Do this => Rewrite every line of the records below, changing "Target" to "Object" wherever it appears and keeping everything else the same. Omit the pictures from your answer.

Raw data =>
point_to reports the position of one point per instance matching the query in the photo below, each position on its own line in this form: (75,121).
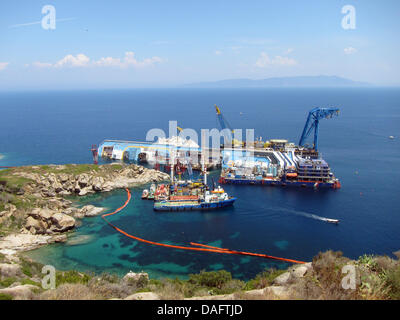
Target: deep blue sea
(60,127)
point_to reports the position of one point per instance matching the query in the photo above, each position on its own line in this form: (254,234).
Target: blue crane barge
(278,162)
(275,162)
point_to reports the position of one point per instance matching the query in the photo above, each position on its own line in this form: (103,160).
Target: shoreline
(36,195)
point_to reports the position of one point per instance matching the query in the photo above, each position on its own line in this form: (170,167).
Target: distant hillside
(304,81)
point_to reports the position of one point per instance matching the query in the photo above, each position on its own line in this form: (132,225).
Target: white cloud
(265,61)
(288,51)
(81,60)
(3,65)
(38,64)
(350,50)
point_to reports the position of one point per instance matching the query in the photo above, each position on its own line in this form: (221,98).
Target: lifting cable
(199,247)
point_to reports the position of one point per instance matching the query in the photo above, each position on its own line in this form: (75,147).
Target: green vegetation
(72,276)
(4,296)
(264,279)
(6,282)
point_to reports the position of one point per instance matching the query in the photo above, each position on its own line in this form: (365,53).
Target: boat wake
(310,215)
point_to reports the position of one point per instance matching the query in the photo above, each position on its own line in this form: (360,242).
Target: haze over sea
(59,127)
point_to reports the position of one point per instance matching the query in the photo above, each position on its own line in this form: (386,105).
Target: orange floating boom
(205,248)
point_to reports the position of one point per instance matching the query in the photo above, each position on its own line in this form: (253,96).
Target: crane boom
(312,123)
(224,124)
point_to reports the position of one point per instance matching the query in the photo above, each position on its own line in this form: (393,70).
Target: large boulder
(8,270)
(41,213)
(62,222)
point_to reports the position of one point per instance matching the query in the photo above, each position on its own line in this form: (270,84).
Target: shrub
(4,296)
(264,279)
(71,277)
(108,290)
(393,283)
(69,291)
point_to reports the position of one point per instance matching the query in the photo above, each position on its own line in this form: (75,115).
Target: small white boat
(145,194)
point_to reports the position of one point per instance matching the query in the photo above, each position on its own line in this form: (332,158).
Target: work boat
(208,200)
(189,195)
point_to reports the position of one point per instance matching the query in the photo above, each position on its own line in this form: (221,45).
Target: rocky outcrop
(102,179)
(54,214)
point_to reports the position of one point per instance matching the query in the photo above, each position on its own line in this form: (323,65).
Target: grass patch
(4,296)
(71,277)
(6,282)
(264,279)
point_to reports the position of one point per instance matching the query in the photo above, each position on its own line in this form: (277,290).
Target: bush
(264,279)
(210,279)
(4,296)
(393,283)
(69,292)
(6,282)
(71,277)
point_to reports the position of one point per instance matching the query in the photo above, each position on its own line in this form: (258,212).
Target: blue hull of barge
(196,207)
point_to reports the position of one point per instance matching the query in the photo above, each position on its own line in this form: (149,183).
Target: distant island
(303,81)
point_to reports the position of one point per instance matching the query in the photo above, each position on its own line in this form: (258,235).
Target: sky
(127,44)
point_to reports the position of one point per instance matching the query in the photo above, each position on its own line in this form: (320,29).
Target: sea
(58,127)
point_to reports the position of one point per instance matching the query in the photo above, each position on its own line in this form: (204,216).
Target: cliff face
(33,210)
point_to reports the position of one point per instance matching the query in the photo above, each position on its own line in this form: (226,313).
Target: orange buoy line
(203,247)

Solution to the problem =>
point_to reports the position of one point per instance matching the query in the photo below, each position on its own line in this form: (75,121).
Object: deep blue sea
(60,127)
point_to reports the position of one point per instance matching the query in the photo above, each position on its own line in this form: (254,234).
Object: blue crane barge
(278,162)
(275,162)
point_to reports the position of one point per instance matching the query in the photo above, each position on its own line in this form: (103,160).
Object: shoreline
(36,195)
point_to reports the position of one point per instance matching the query in the photo above, each position on its own line in this form: (170,167).
Object: distant hillside
(304,81)
point_to reports the position of one point per instance matching the query in the photo above, each position on its own line in this form: (132,225).
Object: white cloud
(265,61)
(288,51)
(81,60)
(3,65)
(38,64)
(350,50)
point_to reports the position of one point per instance matching the query in the photo above, each position on its own line in this form: (221,98).
Object: lifting cable
(199,247)
point_to reports the position of one point per instance matching the query in the photo above, each position on its own line in this form: (75,147).
Object: green vegetation
(72,276)
(4,296)
(264,279)
(6,282)
point_to reports the position of one point per instance matching the query in the photo above, each position on its own line in this form: (365,53).
Object: boat wake
(310,215)
point_to reports the position of one point per instance matching the query in the photo above, each position on its own line in this form: (360,242).
Object: haze over sea
(59,127)
point_to reports the position of one point per instance matching the query in the photo above, each position on its own line in this form: (386,105).
Object: orange floating boom
(205,248)
point_to reports the position of one point per instance matching the query in the photo above, each position on its own line in this form: (253,96).
Object: crane boom
(312,123)
(224,124)
point_to reports the position of one point per instance matching the query in the photo above, each position on its own line in this form: (393,70).
Object: large boulder
(8,270)
(41,213)
(62,222)
point_to reports the position of one point per instance matching the query in the photo above, each position on its own line in this form: (270,84).
Object: shrub
(4,296)
(264,279)
(71,277)
(108,290)
(393,283)
(69,291)
point_to reports the position of one point per instance matching the query in the photo above, each position on its own line in this form: (75,115).
Object: small white boat
(145,194)
point_to reports the position of one point per instance matching the query in the photo above, each position on its own line in this form: (332,158).
Object: work boat
(208,200)
(189,195)
point_to reports the position of one point per instance matching the query in the photo above, each position on its own line in this form: (221,45).
Object: rocky outcrop
(102,179)
(54,214)
point_to reports the position of one point per instance matching the query in the photo above, each position on its own line in this form: (323,65).
Object: grass patch
(4,296)
(71,277)
(6,282)
(264,279)
point_to reports the position of one point per instance matching the query in the photo above, each position on its own line in this form: (277,290).
Object: bush
(264,279)
(210,279)
(4,296)
(393,283)
(69,292)
(6,282)
(71,277)
point_to reports the position of one point per instance matching the query in the photo above, each position on its own line in this form: (258,212).
Object: blue hull of barge
(196,207)
point_to reports the position of one point per instance matching the query in the photo above, each position on its own line in this form: (149,183).
Object: distant island
(303,81)
point_to reports the position of one point per instance matching the query in the photo above, each position on its own line in this form: (258,235).
Object: sky
(127,44)
point_to reports the position of one point per instance matching the query in the photo above, each position on its own line in this form: (320,29).
Object: sea
(58,127)
point_to reports the position of one point per instance matching the query in the photo above, each position on its own line in this form: (204,216).
Object: cliff face
(33,210)
point_to reports the position of one point per instance matching the query in the photo above, each position on its own line in this form: (226,313).
Object: orange buoy line
(203,247)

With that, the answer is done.